Work required ▸ Here is a set of records. Copy them all exactly.

*** Data for review Section Begins ***

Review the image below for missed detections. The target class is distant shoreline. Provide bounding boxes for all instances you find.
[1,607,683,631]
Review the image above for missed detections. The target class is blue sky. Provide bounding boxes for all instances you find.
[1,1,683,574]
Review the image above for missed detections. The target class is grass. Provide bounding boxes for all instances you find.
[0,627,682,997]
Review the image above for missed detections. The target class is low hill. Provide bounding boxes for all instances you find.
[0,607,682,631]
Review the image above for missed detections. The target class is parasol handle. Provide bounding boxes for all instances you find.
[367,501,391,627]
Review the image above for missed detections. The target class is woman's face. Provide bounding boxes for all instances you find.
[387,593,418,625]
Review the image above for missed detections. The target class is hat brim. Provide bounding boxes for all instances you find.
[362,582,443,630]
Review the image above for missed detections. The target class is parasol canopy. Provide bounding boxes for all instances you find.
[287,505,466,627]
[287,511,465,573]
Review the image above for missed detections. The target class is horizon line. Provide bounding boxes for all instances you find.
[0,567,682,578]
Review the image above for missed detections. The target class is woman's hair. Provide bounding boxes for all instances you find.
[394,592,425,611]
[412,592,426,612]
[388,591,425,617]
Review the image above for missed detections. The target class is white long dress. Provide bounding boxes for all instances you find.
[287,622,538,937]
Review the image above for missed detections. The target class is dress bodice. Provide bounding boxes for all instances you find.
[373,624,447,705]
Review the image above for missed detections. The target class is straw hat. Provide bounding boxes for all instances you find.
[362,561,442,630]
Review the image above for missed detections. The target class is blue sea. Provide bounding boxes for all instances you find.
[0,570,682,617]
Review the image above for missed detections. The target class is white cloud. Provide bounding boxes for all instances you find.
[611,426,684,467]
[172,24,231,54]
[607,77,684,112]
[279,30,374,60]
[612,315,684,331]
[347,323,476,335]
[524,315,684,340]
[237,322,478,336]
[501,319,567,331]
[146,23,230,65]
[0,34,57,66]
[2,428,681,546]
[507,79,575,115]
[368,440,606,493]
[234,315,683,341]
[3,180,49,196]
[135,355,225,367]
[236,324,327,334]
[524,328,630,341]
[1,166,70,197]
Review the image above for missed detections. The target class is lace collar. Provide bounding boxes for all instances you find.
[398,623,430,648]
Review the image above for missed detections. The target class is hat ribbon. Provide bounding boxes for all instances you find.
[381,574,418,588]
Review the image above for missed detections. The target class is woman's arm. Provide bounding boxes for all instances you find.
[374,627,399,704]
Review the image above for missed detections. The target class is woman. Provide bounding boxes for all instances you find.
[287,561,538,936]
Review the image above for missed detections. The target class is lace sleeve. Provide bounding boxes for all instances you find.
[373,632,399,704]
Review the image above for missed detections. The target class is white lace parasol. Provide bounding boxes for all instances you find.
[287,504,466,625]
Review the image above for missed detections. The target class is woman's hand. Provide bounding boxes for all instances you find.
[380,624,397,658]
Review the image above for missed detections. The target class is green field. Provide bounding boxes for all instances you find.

*** Data for review Section Ends ***

Answer space ▸
Review the image below for missed detections. The target class is distant shoreline. Provide bounding boxes for all instances you find.
[1,607,683,631]
Review the image above for missed detections. The target class is blue sky. Provide bounding boxes for all instances you find.
[1,1,683,574]
Review the image above for missed detections. The target class is grass. Provide bounding boxes for all instances you find.
[0,627,682,997]
Review the image above for missed detections. The target class is low hill. Provide bounding boxes for all instances you find.
[0,607,682,631]
Review the image above for missed detections. The target class is parasol handle. Provide bounding boxes for all instances you find.
[367,501,391,627]
Review the image above for missed detections. The target class is woman's face. Provide bounding boxes for all instances you find.
[387,593,418,625]
Review the image above for missed detections. The target class is hat brim. Provide bounding boxes for all instances you find.
[362,582,443,630]
Review the image above for missed detections. The target class is parasol canopy. Provide bounding boxes for all instances you find.
[287,505,466,627]
[287,511,465,573]
Review the image above for missed detections. The target class is horizon line. Provide bounding boxes for all instances you find.
[0,567,682,578]
Review the image above for missed detections. The target class is woman's hair. Provide bounding boxes for all instances you find.
[394,592,425,611]
[412,592,426,612]
[388,591,425,617]
Review the image above for missed detections. The target class is white long dress. Provide bounding boxes for all instances you find.
[287,622,538,937]
Review the image above for missed detections. The target class is dress bodice. Provide bounding boxes for all instances you find.
[373,624,447,705]
Review the image above for missed detections. The target class is straw hat. Provide bounding boxes for all instances you find.
[362,561,442,630]
Review the image above for missed detections. The target class is blue sea. Provide bounding boxes for all instances you find.
[0,570,682,617]
Review the image above for missed detections. The target class is white cloud. Provide bounding boxes for all instances you find.
[611,426,684,467]
[172,24,231,54]
[607,77,684,112]
[279,30,374,60]
[612,315,684,331]
[347,323,476,335]
[524,315,684,340]
[237,322,478,336]
[501,319,567,331]
[146,23,230,65]
[0,34,57,66]
[2,428,681,546]
[507,79,575,115]
[368,440,606,493]
[234,315,683,341]
[3,180,49,196]
[135,355,225,367]
[236,324,327,334]
[524,328,630,341]
[1,166,70,197]
Review the image above for missed detections. The target class is lace collar. Provide bounding boxes for all instances you find.
[398,623,430,648]
Review the image above for missed detections. The target class is hat ribbon. Provide bounding boxes for all instances you find.
[381,574,418,588]
Review the image above for missed detections. The target class is woman's arm. Provide bounding boxes for all instances you find.
[374,627,399,704]
Review the image above for missed detections. The target class is woman. Provide bounding boxes for all instances you find.
[287,561,538,936]
Review the image above for missed detections. The target class is lace sleeve. Provide bounding boxes for all instances you find.
[373,632,399,704]
Review the image above for missed detections. The target class is white lace parasol. Provide bounding boxes for all instances you find.
[287,504,466,625]
Review the image above for missed detections. The target class is woman's hand. Provide bounding boxes for all instances you find.
[380,624,397,658]
Review the image above for missed detections. The target class is green field. Provide bounding boxes for all instances you find.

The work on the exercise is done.